Verilen malzeme
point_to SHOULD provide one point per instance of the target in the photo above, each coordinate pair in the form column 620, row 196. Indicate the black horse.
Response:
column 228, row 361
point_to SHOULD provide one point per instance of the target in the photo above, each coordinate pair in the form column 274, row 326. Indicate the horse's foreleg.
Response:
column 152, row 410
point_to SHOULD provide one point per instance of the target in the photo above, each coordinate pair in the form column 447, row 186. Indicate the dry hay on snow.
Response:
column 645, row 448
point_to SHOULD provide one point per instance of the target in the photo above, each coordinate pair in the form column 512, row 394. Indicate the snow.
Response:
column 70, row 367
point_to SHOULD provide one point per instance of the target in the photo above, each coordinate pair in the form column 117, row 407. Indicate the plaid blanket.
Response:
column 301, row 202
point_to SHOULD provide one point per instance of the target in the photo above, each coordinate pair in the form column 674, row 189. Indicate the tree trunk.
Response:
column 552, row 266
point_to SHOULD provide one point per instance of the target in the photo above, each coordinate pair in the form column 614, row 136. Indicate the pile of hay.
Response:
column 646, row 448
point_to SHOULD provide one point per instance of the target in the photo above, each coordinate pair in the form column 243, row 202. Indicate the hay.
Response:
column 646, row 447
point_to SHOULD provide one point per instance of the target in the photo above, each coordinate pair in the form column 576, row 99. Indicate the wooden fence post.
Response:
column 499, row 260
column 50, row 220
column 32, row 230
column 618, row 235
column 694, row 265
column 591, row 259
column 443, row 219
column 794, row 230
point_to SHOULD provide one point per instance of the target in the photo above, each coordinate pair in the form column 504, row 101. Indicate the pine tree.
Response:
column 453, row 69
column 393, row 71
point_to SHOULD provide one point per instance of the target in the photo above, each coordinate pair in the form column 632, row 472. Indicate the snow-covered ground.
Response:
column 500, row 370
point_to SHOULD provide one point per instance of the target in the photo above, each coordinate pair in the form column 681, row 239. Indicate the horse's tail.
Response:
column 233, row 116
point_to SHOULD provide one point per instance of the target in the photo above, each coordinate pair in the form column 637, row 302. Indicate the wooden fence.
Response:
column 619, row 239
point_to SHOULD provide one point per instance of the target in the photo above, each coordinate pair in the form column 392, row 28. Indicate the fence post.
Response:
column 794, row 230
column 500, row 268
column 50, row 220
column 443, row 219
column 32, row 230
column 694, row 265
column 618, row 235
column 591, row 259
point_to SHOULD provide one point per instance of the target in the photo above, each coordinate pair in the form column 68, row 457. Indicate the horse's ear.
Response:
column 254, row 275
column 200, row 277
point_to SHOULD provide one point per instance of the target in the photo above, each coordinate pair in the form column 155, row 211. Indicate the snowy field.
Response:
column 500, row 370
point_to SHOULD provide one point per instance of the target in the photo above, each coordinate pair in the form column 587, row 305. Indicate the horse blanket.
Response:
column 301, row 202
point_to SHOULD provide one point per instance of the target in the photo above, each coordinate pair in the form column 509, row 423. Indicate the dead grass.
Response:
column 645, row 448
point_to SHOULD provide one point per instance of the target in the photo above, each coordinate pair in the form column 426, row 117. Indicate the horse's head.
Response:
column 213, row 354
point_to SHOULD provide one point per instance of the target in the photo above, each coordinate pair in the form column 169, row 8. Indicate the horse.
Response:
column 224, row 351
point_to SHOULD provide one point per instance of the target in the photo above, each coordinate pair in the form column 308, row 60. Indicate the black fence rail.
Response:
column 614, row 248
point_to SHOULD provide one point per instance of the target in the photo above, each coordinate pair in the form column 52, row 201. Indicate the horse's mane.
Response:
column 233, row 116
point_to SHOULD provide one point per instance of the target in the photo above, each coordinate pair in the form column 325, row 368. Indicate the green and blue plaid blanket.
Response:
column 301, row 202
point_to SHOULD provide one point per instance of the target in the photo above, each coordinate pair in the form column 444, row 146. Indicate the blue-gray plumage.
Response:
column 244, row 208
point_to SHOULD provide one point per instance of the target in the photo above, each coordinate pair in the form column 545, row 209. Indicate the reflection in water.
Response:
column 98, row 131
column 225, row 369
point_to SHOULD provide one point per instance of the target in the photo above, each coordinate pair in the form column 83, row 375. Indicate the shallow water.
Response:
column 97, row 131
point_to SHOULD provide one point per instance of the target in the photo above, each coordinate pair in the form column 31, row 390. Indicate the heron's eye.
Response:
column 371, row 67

Yapılacak iş
Yukarıdaki öğelerin hepsini satır satır, hiçbir değişiklik yapmadan geri ver.

Görevin sonucu
point_to SHOULD provide one point per instance of the target in the photo above, each coordinate pair in the form column 620, row 196. Indicate the black horse.
Response:
column 228, row 361
point_to SHOULD provide one point per instance of the target in the photo above, each coordinate pair in the form column 274, row 326. Indicate the horse's foreleg.
Response:
column 152, row 410
point_to SHOULD provide one point per instance of the target in the photo above, each coordinate pair in the form column 447, row 186. Indicate the dry hay on snow.
Response:
column 645, row 448
point_to SHOULD provide one point per instance of the target in the photo above, each coordinate pair in the form column 512, row 394. Indicate the snow.
Response:
column 70, row 367
point_to SHOULD provide one point per instance of the target in the photo above, each coordinate pair in the form column 117, row 407. Indicate the plaid blanket.
Response:
column 301, row 202
point_to SHOULD provide one point per instance of the target in the photo above, each coordinate pair in the form column 674, row 189. Indicate the tree trunk.
Response:
column 552, row 266
point_to SHOULD provide one point per instance of the target in the photo above, each coordinate pair in the form column 614, row 136. Indicate the pile of hay.
Response:
column 646, row 448
point_to SHOULD provide one point per instance of the target in the photo above, each coordinate pair in the form column 243, row 202. Indicate the hay.
Response:
column 646, row 447
point_to SHOULD provide one point per instance of the target in the photo above, each coordinate pair in the form column 576, row 99. Indicate the wooden fence post.
Response:
column 499, row 260
column 50, row 220
column 32, row 230
column 618, row 235
column 694, row 265
column 591, row 259
column 443, row 219
column 794, row 230
point_to SHOULD provide one point per instance of the target in the photo above, each coordinate pair in the form column 504, row 101. Indicate the pine tree.
Response:
column 453, row 69
column 393, row 71
point_to SHOULD provide one point per instance of the target in the photo above, each coordinate pair in the form column 632, row 472. Indicate the snow-covered ground.
Response:
column 500, row 370
point_to SHOULD provide one point per instance of the target in the photo above, each coordinate pair in the form column 681, row 239. Indicate the horse's tail.
Response:
column 233, row 116
point_to SHOULD provide one point per instance of the target in the photo above, each coordinate pair in the form column 637, row 302. Indicate the wooden fence.
Response:
column 619, row 239
point_to SHOULD provide one point per instance of the target in the photo above, each coordinate pair in the form column 392, row 28. Indicate the fence post.
Response:
column 794, row 230
column 500, row 268
column 50, row 220
column 443, row 219
column 32, row 230
column 694, row 265
column 618, row 235
column 591, row 259
point_to SHOULD provide one point per instance of the target in the photo above, each coordinate pair in the form column 68, row 457. Indicate the horse's ear.
Response:
column 254, row 275
column 200, row 277
point_to SHOULD provide one point per instance of the target in the photo above, each coordinate pair in the form column 155, row 211. Indicate the snowy field.
Response:
column 500, row 370
point_to SHOULD provide one point per instance of the target in the photo above, each coordinate pair in the form column 587, row 305. Indicate the horse blanket.
Response:
column 301, row 202
point_to SHOULD provide one point per instance of the target in the photo above, each coordinate pair in the form column 509, row 423. Indicate the dead grass.
Response:
column 645, row 448
point_to SHOULD provide one point per instance of the target in the photo above, each coordinate pair in the form column 426, row 117. Indicate the horse's head.
Response:
column 213, row 354
point_to SHOULD provide one point per instance of the target in the photo above, each coordinate pair in the form column 169, row 8. Indicate the horse.
Response:
column 224, row 351
point_to SHOULD provide one point per instance of the target in the photo above, each coordinate pair in the form column 308, row 60. Indicate the black fence rail.
Response:
column 614, row 248
point_to SHOULD provide one point per instance of the target in the photo above, each coordinate pair in the form column 52, row 201. Indicate the horse's mane.
Response:
column 233, row 116
point_to SHOULD provide one point per instance of the target in the photo above, each coordinate pair in the form column 325, row 368. Indicate the green and blue plaid blanket.
Response:
column 301, row 202
point_to SHOULD provide one point per instance of the target in the photo above, each coordinate pair in the form column 444, row 146. Indicate the blue-gray plumage.
Response:
column 244, row 208
point_to SHOULD provide one point per instance of the target in the photo above, each coordinate pair in the form column 545, row 209. Indicate the reflection in water.
Response:
column 98, row 131
column 225, row 369
point_to SHOULD provide one point per instance of the target in the photo above, each coordinate pair in the form column 83, row 375. Indicate the shallow water.
Response:
column 97, row 131
point_to SHOULD provide one point per instance of the target in the photo above, each coordinate pair in the form column 31, row 390. Indicate the heron's eye.
Response:
column 371, row 67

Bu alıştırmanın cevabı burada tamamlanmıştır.